EXTRACT PROVIDED —
+ + + +

THIS EXCHANGE AGREEMENT (this “Agreement”), dated as of February 10, 2010, is
entered into by and between Oxis International, Inc., a Delaware corporation
(“Oxis International”), and Theorem Group, LLC, a California limited liability
company (the “Stockholder”).
 
RECITALS
 
A.           The Stockholder, being the owner of all of the currently issued and
outstanding shares of Oxis International’s Series G Convertible Preferred Stock,
par value $.001 per share ("Series G Preferred"), currently owns 25,000 shares
of Series G Preferred;
 
B.           The documents issued by Oxis International evidencing the Series G
Preferred contain incorrect provisions, are ambiguous, and do not correctly
reflect the terms agreed to between Oxis International and the purchaser of the
Series G Preferred. In addition, a question has arisen as to the validity of the
initial issuance of the Series G Preferred, which shares were not created until
several months after the initial purchase and sale of the Series G Preferred.
 
C.           The reports filed by Oxis International with the Securities and
Exchange Commission (the “SEC”) to disclose the terms of the Series G Preferred
contain certain inaccuracies, which inaccuracies create further uncertainties
regarding the rights of the Series G Preferred.  For example, Oxis International
initially disclosed that the Series G Preferred was designated as “Series E
Convertible Preferred Stock,” that the holder thereof could not convert the
Series G Preferred into more than 4.9% of Oxis International’s issued and
outstanding common stock (the Certificate of Designation states that the
foregoing percentage is 9.9%), and that the Series G Preferred had voting rights
on an as converted basis multiplied by 10 (Oxis International subsequently
disclosed that the voting multiple was 100).  Although most of these
inaccuracies have been corrected, there remains uncertainty as to certain of the
rights of the Series G Preferred.

+ + + +

DATA LINES —
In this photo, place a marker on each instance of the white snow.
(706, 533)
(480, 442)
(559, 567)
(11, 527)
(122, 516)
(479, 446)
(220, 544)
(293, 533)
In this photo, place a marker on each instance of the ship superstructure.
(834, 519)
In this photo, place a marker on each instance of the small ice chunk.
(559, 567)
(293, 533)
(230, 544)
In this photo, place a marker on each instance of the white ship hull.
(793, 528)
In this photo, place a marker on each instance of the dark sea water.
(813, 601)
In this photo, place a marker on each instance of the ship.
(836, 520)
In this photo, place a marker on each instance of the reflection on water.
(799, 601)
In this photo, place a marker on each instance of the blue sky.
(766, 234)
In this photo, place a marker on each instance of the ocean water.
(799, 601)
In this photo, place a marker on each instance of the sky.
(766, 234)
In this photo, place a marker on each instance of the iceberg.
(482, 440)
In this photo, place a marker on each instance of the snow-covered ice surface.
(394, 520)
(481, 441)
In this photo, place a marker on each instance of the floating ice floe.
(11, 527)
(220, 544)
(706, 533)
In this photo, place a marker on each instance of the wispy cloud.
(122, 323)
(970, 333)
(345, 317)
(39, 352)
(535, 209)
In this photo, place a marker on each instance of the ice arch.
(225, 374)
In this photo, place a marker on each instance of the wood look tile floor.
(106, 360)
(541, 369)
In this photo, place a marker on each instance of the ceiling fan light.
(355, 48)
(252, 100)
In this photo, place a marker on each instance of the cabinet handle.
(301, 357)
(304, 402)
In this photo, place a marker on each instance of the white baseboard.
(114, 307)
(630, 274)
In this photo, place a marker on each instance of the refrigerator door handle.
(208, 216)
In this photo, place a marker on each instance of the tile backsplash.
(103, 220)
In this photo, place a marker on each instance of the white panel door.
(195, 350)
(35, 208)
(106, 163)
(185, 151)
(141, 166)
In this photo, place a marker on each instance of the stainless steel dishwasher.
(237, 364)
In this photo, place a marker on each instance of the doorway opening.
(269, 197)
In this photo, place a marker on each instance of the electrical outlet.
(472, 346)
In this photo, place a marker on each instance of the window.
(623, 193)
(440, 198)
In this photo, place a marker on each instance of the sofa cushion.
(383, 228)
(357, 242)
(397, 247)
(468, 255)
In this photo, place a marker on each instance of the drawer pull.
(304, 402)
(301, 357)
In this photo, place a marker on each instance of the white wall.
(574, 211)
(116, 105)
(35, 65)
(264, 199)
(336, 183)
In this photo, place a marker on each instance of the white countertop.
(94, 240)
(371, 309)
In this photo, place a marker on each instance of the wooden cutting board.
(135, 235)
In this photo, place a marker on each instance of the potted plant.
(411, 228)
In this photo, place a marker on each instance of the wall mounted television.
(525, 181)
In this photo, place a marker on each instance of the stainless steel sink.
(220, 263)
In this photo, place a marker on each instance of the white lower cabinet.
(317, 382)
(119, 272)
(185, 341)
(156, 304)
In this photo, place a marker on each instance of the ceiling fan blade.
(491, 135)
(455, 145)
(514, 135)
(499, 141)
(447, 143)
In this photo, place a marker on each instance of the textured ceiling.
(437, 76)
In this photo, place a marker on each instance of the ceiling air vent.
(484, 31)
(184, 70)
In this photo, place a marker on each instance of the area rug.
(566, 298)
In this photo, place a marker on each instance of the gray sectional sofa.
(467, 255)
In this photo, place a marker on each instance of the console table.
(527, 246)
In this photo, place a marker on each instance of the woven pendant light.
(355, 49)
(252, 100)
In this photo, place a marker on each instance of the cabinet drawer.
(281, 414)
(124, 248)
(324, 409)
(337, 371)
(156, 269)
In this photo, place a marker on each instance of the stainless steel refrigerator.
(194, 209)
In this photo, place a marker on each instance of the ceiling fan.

+ + + +

Reproduce the passage of the exchange agreement from "A.           The Stockholder, being" to "sale of the Series G Preferred.".

SOLUTION FOR THIS PROBLEM —
A.           The Stockholder, being the owner of all of the currently issued and
outstanding shares of Oxis International’s Series G Convertible Preferred Stock,
par value $.001 per share ("Series G Preferred"), currently owns 25,000 shares
of Series G Preferred;
 
B.           The documents issued by Oxis International evidencing the Series G
Preferred contain incorrect provisions, are ambiguous, and do not correctly
reflect the terms agreed to between Oxis International and the purchaser of the
Series G Preferred. In addition, a question has arisen as to the validity of the
initial issuance of the Series G Preferred, which shares were not created until
several months after the initial purchase and sale of the Series G Preferred.